=== Exercise task ===
Print every line of the listing below unchanged, but leave out the pictures.

=== Supplied records ===
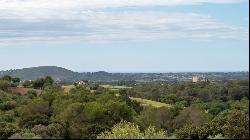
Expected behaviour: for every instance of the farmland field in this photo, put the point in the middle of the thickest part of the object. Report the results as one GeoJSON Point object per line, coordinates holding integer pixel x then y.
{"type": "Point", "coordinates": [146, 102]}
{"type": "Point", "coordinates": [115, 87]}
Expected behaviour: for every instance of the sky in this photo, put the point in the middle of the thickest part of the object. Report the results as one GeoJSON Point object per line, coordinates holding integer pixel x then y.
{"type": "Point", "coordinates": [125, 35]}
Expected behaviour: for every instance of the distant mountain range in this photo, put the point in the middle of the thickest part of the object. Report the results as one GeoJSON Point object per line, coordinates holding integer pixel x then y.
{"type": "Point", "coordinates": [62, 74]}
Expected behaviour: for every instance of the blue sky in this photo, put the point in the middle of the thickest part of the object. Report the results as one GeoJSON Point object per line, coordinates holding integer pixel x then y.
{"type": "Point", "coordinates": [125, 36]}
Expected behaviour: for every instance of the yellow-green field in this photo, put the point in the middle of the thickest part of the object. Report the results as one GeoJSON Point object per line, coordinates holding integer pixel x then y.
{"type": "Point", "coordinates": [115, 87]}
{"type": "Point", "coordinates": [146, 102]}
{"type": "Point", "coordinates": [67, 88]}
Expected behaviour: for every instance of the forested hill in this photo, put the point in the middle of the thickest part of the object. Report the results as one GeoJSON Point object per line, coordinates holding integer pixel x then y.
{"type": "Point", "coordinates": [33, 73]}
{"type": "Point", "coordinates": [62, 74]}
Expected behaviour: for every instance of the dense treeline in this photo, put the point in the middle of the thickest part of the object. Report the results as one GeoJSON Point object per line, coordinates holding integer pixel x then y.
{"type": "Point", "coordinates": [64, 75]}
{"type": "Point", "coordinates": [198, 111]}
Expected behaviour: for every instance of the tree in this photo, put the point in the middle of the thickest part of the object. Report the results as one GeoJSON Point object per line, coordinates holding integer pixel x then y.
{"type": "Point", "coordinates": [4, 85]}
{"type": "Point", "coordinates": [15, 80]}
{"type": "Point", "coordinates": [127, 130]}
{"type": "Point", "coordinates": [237, 125]}
{"type": "Point", "coordinates": [27, 84]}
{"type": "Point", "coordinates": [7, 78]}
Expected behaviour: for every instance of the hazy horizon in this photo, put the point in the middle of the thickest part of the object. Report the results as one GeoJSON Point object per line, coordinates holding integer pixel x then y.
{"type": "Point", "coordinates": [125, 36]}
{"type": "Point", "coordinates": [82, 71]}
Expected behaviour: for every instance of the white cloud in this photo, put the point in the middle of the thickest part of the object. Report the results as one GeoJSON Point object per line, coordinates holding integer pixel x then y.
{"type": "Point", "coordinates": [64, 4]}
{"type": "Point", "coordinates": [27, 20]}
{"type": "Point", "coordinates": [101, 26]}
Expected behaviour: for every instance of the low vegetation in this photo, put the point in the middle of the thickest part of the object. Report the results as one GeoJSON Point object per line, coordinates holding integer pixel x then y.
{"type": "Point", "coordinates": [204, 110]}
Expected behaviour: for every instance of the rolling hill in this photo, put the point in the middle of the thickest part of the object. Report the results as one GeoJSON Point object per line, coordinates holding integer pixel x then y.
{"type": "Point", "coordinates": [62, 74]}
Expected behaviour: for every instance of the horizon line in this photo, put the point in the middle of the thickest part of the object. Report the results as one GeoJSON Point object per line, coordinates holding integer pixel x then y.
{"type": "Point", "coordinates": [116, 71]}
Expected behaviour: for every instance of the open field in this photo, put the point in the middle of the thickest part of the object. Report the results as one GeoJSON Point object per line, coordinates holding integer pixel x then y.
{"type": "Point", "coordinates": [146, 102]}
{"type": "Point", "coordinates": [67, 88]}
{"type": "Point", "coordinates": [22, 90]}
{"type": "Point", "coordinates": [115, 87]}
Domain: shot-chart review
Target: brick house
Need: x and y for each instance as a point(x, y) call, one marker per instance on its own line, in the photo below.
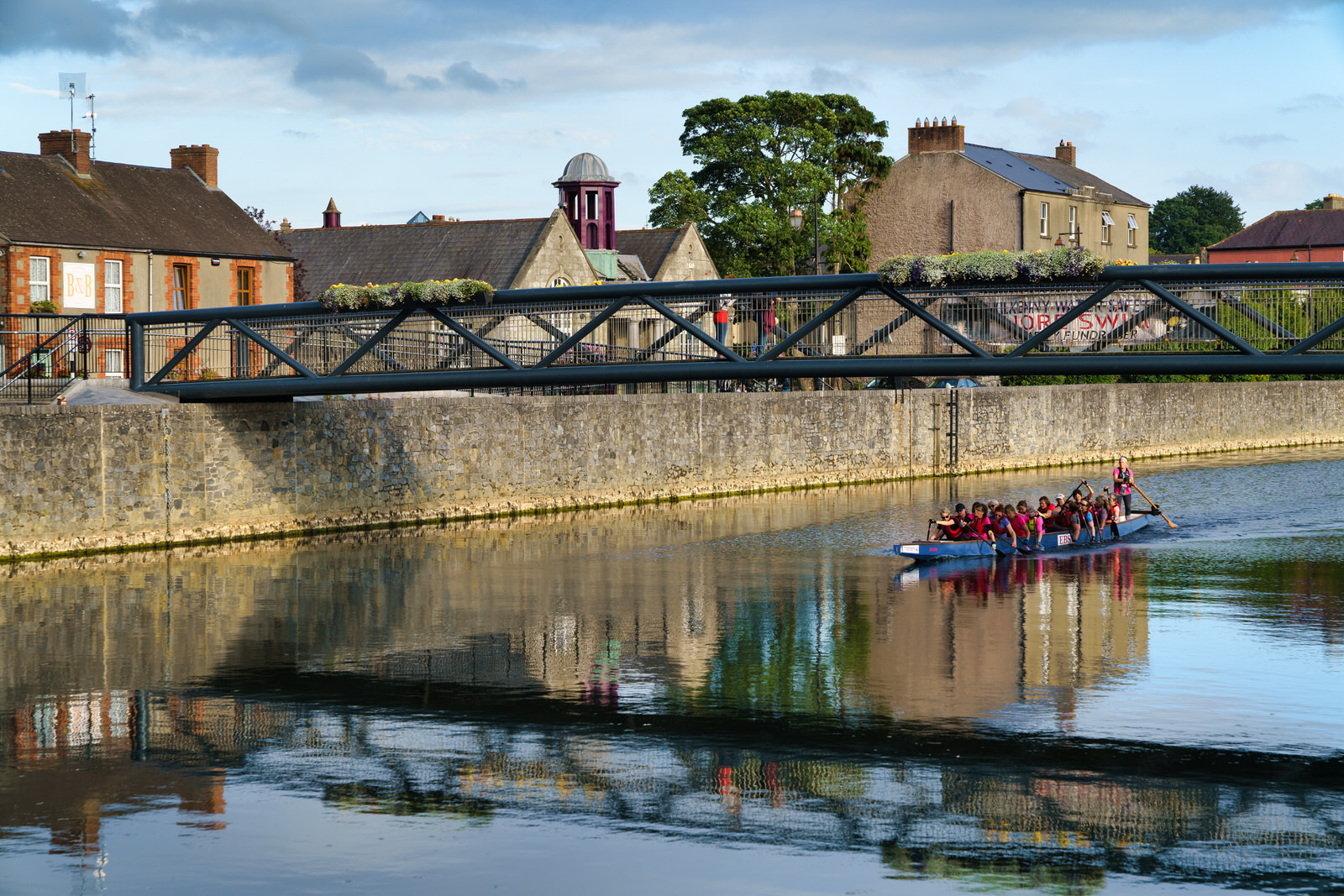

=== Finished task ===
Expected behaviour: for every instance of the farmland field in this photo, put the point in the middle of the thickest part of the object. Report the results as one GeoJSON Point object per line, coordinates holding integer pixel x then y.
{"type": "Point", "coordinates": [146, 102]}
{"type": "Point", "coordinates": [115, 87]}
Expected behaviour: for every instance of the sky in this photo, put the point in the middle of the thickest part of the object. Report the results as one GeoJSON Point object per line, coordinates holding integer pixel x then y.
{"type": "Point", "coordinates": [125, 35]}
Expected behaviour: for every instance of the distant mountain range in this photo, put the point in the middle of the thickest part of the object. Report the results as one GeoJSON Point object per line, coordinates holding integer pixel x then y.
{"type": "Point", "coordinates": [62, 74]}
Expected behaviour: for every instance of the blue sky in this photo, put the point in the middle of the thickest part of the object. Report the results as one GeoJSON Point object per line, coordinates holding integer pixel x then y.
{"type": "Point", "coordinates": [125, 36]}
Expected behaviour: for every instance of the yellow-green field in this photo, put the point in the middle of the thickest part of the object. Report the results as one GeoJSON Point object per line, coordinates holding integer pixel x then y.
{"type": "Point", "coordinates": [115, 87]}
{"type": "Point", "coordinates": [146, 102]}
{"type": "Point", "coordinates": [67, 88]}
Expected behaviour: for every instance of the forested hill in this photo, put the point in the middle of the thickest part of the object. Report the results as one GeoJSON Point object per line, coordinates holding integer pixel x then y.
{"type": "Point", "coordinates": [33, 73]}
{"type": "Point", "coordinates": [62, 74]}
Expected behaviour: for every instance of the dense treeline in this photo, put the point in the middle of the thickest part of the object. Report the results as one GeoJSON Point object per line, coordinates holding integer pixel x then y.
{"type": "Point", "coordinates": [64, 75]}
{"type": "Point", "coordinates": [198, 111]}
Expected behaviour: for every instance of the tree in this photo, put the point in the middle of the thickest part of the object. Report the results as one GeoJSON Point object per line, coordinates holding integer pixel x then y.
{"type": "Point", "coordinates": [4, 85]}
{"type": "Point", "coordinates": [15, 80]}
{"type": "Point", "coordinates": [127, 130]}
{"type": "Point", "coordinates": [237, 125]}
{"type": "Point", "coordinates": [27, 84]}
{"type": "Point", "coordinates": [7, 78]}
Expected behaviour: for every instance of the hazy horizon in this photo, put the point in the middle of the thickest part of the object. Report the results as one GeoJSON Point object per line, coordinates holding integer pixel x then y.
{"type": "Point", "coordinates": [125, 36]}
{"type": "Point", "coordinates": [82, 71]}
Expected behaviour: for every instance of the white cloud in this photo, put the point in the middle of the thickest part of the object. Report the results as one GeoJSON Point object per line, coordinates holding integer pixel x then y.
{"type": "Point", "coordinates": [64, 4]}
{"type": "Point", "coordinates": [27, 20]}
{"type": "Point", "coordinates": [101, 26]}
Expected behaviour: for every instance of the low vegetation in this photo, put the point in the middle of the thickest part of the object. Report the results as one GeoJSON Point object per line, coordinates holding integer pixel x then y.
{"type": "Point", "coordinates": [204, 110]}
Expected behaviour: for every instance of the rolling hill in this photo, put the point in the middle of the thickest part of the object. Report the results as one GeoJSON Point object per line, coordinates holding integer pixel x then y.
{"type": "Point", "coordinates": [62, 74]}
Expected behaviour: for every instance of the horizon line in this photo, put the point in the middle of the thickest part of the object. Report the results as one GeoJSON Point object per line, coordinates holding integer pixel x then y.
{"type": "Point", "coordinates": [116, 71]}
Expected behaviour: for every instance of the open field in this photo, put the point in the middle of the thickest part of the object. Report the results as one GeoJSON Point object per line, coordinates holding integer pixel x then y.
{"type": "Point", "coordinates": [146, 102]}
{"type": "Point", "coordinates": [67, 88]}
{"type": "Point", "coordinates": [22, 90]}
{"type": "Point", "coordinates": [115, 87]}
Domain: shot-chart review
Target: brick house
Need: x and y for each instance as a point(x, y) call, one marker per instance on its own line, in the photo below.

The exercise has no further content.